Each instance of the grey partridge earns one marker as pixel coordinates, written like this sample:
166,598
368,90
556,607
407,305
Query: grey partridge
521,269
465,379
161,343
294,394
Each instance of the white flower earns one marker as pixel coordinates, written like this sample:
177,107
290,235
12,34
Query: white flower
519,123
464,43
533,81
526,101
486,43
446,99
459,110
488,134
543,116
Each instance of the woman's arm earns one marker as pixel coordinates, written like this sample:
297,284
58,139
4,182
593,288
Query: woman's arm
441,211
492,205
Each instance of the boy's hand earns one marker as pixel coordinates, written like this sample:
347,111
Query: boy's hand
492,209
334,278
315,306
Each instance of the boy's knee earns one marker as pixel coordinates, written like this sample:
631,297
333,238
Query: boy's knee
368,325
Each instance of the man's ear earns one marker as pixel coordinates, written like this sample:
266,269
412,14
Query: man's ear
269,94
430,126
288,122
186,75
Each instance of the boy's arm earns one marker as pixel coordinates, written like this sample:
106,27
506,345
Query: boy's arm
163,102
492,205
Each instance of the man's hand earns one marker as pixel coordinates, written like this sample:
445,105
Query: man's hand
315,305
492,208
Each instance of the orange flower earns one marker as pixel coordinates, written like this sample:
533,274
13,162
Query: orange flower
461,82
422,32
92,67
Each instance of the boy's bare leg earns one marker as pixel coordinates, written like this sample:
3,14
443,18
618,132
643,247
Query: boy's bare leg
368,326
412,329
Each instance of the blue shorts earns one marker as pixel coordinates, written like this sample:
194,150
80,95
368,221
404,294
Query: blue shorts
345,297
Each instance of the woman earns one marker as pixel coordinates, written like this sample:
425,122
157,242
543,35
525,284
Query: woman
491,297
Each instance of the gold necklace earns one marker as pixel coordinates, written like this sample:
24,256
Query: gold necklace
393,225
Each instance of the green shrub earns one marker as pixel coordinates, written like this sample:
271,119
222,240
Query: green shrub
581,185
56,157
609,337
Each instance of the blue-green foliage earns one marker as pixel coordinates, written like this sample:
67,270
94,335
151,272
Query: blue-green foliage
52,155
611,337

• GIVEN TASK: Copy every one of the entries above word for word, line by line and in the same order.

• EXERCISE ANSWER:
Each instance of the grey partridge earns one marker as pixel coordinates, written like this sample:
166,598
368,90
556,607
407,305
Query: grey partridge
521,269
465,379
161,343
294,394
Each instance of the white flower earns one marker as pixel coordinates, written like this sample:
177,107
290,235
12,34
Query: white flower
519,123
464,43
533,81
526,101
486,43
446,99
459,110
488,134
543,116
Each instance of the woman's arm earns one marker as pixel coordinates, written like this sample:
297,284
58,139
4,182
593,288
Query: woman's arm
441,211
492,205
Each instance of the boy's hand earns one marker as pixel coordinates, written like this sample:
347,111
Query: boy's hand
492,209
334,278
315,306
Each instance of the boy's knee earns one marker as pixel coordinates, written like this sample:
631,297
333,238
Query: boy's knee
368,325
Each instance of the man's ear earns one marker as pixel coordinates, written like this sample:
266,269
412,14
Query: man's ear
269,94
430,126
288,122
186,75
Each instance of the boy's arm earns one marker as pixel coordinates, written like this sample:
106,27
506,345
Query: boy's arm
163,102
492,205
Each instance of the man's hand earns one marker as pixel coordinates, written like this sample:
445,105
Query: man's hand
315,305
492,208
Each instance of the orange flower earns one marker as pixel coordinates, written like this sample:
533,274
13,162
Query: orange flower
461,82
422,32
92,67
Each instance of the boy's bare leg earns one marker as pixel coordinates, written like this sample:
3,14
443,18
618,132
643,247
Query: boy's bare leg
368,326
412,329
Each instance of the blue shorts earns one marker as pixel coordinates, written like this sample:
194,150
80,95
368,221
404,294
Query: blue shorts
345,297
Each instance of the woman earns one marker as pixel coordinates, written like this sample:
425,122
157,242
543,35
525,284
Query: woman
491,297
Each instance of the gold necklace earns one marker as pixel coordinates, written like this sample:
24,256
Query: gold necklace
393,225
Each instance of the green shrub earns one marker as pixel coordinates, written like this sample:
271,119
222,240
Query: green shrub
581,185
56,157
609,337
Each instance of the blue-green foliage earns one marker as pixel coordinates, written like this sample:
67,270
94,335
151,272
Query: blue-green foliage
52,155
611,337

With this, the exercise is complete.